— Dataset records —
╭──
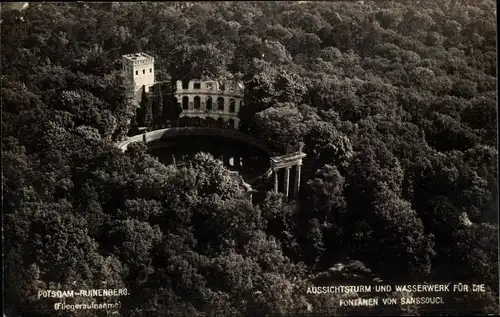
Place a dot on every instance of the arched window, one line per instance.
(197, 121)
(220, 103)
(232, 105)
(209, 103)
(197, 102)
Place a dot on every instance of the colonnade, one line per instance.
(287, 163)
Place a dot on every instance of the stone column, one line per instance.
(296, 187)
(276, 180)
(287, 181)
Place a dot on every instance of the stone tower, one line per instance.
(140, 68)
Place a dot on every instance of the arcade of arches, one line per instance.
(209, 121)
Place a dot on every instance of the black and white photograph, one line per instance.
(249, 158)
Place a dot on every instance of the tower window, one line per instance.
(220, 103)
(209, 103)
(197, 102)
(232, 105)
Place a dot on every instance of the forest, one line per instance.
(394, 101)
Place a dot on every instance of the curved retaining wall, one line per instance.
(157, 135)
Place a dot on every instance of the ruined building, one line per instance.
(200, 103)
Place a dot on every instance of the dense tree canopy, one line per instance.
(394, 102)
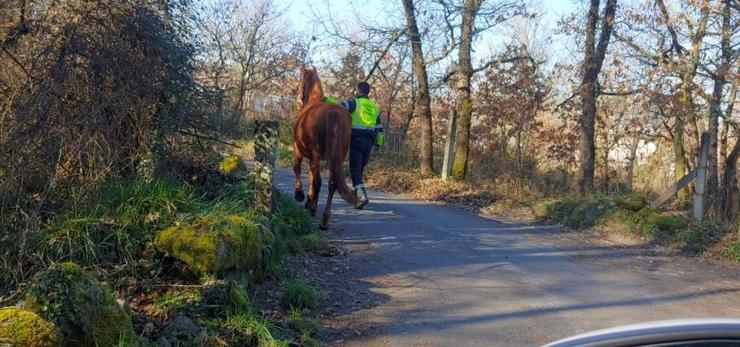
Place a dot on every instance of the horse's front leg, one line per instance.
(297, 161)
(314, 180)
(327, 209)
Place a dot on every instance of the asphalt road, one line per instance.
(444, 277)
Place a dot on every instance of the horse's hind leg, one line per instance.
(314, 178)
(327, 210)
(297, 161)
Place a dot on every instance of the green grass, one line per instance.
(116, 227)
(248, 324)
(697, 238)
(306, 328)
(314, 243)
(734, 250)
(175, 300)
(299, 294)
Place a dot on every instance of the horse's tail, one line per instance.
(336, 161)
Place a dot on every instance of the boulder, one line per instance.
(21, 327)
(214, 243)
(84, 310)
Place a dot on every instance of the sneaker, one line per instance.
(362, 199)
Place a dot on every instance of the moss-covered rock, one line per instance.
(239, 302)
(84, 310)
(21, 327)
(663, 222)
(214, 243)
(232, 164)
(632, 202)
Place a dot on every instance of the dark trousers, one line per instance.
(361, 144)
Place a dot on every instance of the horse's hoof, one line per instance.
(298, 195)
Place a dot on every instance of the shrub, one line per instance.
(85, 311)
(298, 293)
(21, 327)
(214, 243)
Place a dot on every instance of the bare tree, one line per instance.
(593, 59)
(422, 81)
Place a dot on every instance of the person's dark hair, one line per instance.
(363, 88)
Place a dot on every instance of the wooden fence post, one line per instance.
(265, 155)
(449, 146)
(701, 176)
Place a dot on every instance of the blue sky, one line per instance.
(299, 13)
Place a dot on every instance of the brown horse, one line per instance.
(322, 132)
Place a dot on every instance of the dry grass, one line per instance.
(501, 197)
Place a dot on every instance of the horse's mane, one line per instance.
(311, 86)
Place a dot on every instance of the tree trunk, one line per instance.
(679, 157)
(631, 162)
(592, 62)
(464, 103)
(684, 100)
(726, 131)
(715, 108)
(729, 200)
(424, 98)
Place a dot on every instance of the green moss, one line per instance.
(21, 327)
(85, 311)
(214, 243)
(580, 213)
(668, 223)
(238, 299)
(698, 237)
(632, 202)
(232, 164)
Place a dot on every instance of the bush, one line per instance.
(214, 243)
(21, 327)
(85, 311)
(298, 293)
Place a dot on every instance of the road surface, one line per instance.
(444, 277)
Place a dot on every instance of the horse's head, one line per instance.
(309, 87)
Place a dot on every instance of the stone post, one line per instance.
(265, 156)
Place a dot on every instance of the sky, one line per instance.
(300, 13)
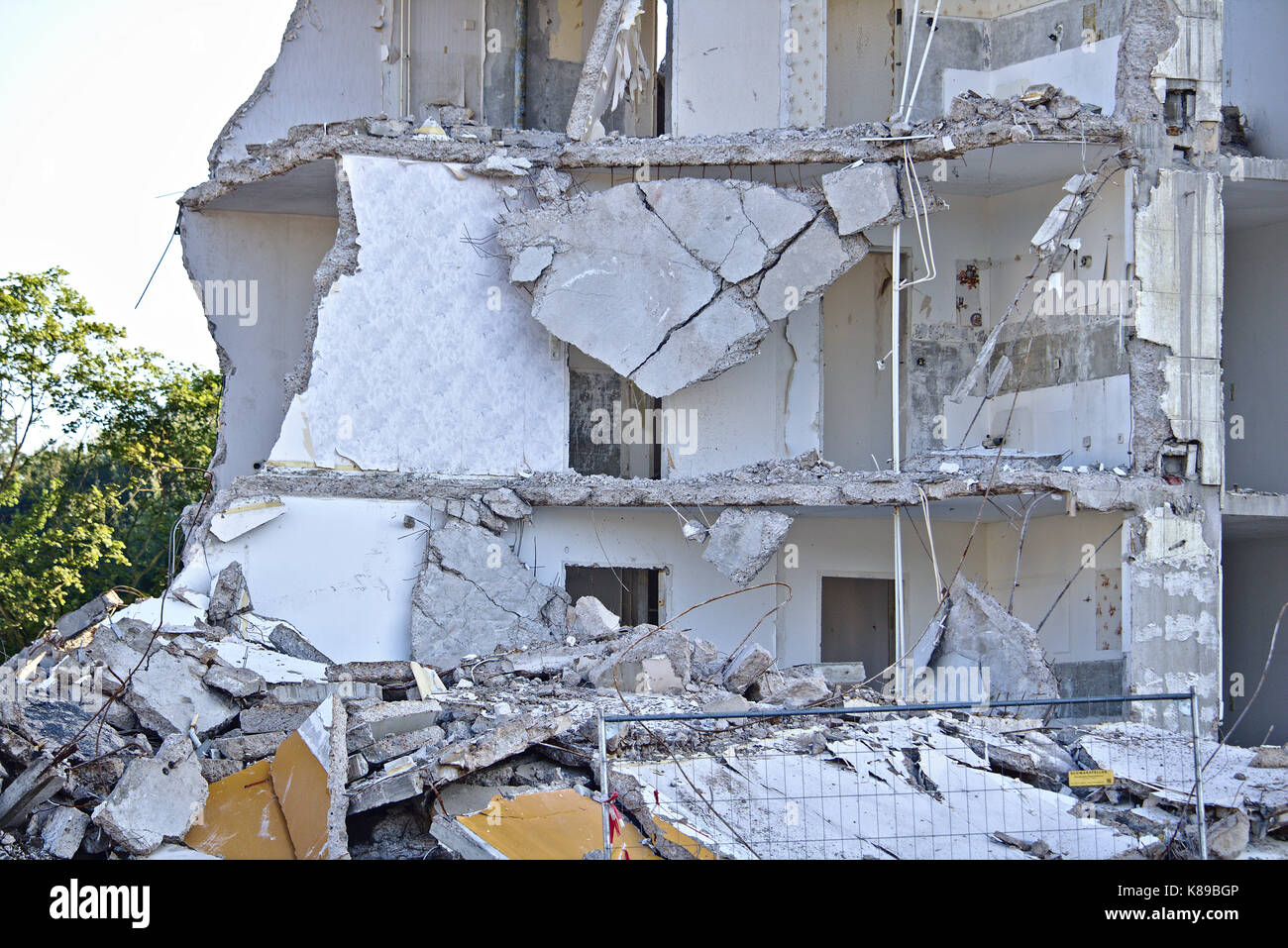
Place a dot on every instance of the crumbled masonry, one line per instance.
(1006, 309)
╰──
— Exercise —
Shift every coordinate by 42 in the items above, from the line with "Place a dot on every instance of the bush, one" up to and including the last line, and reproduce every line in that span, leaving all other text unchanged. Leave the pictures out of your answer.

— Response for this exercise —
Place a dot on every instance of the bush, one line per instance.
(256, 285)
(63, 369)
(127, 353)
(340, 335)
Place a dot on every instance of the road surface, one line per instance.
(486, 319)
Place a dot on every instance of the horse's head, one line per instance.
(351, 129)
Place a dot on every instance of the stone post, one line per instance.
(307, 198)
Place a dot on every instance of the sky, one line per instance.
(342, 55)
Place a dot on every instance of the crumbled masonry, one line per instance.
(1048, 351)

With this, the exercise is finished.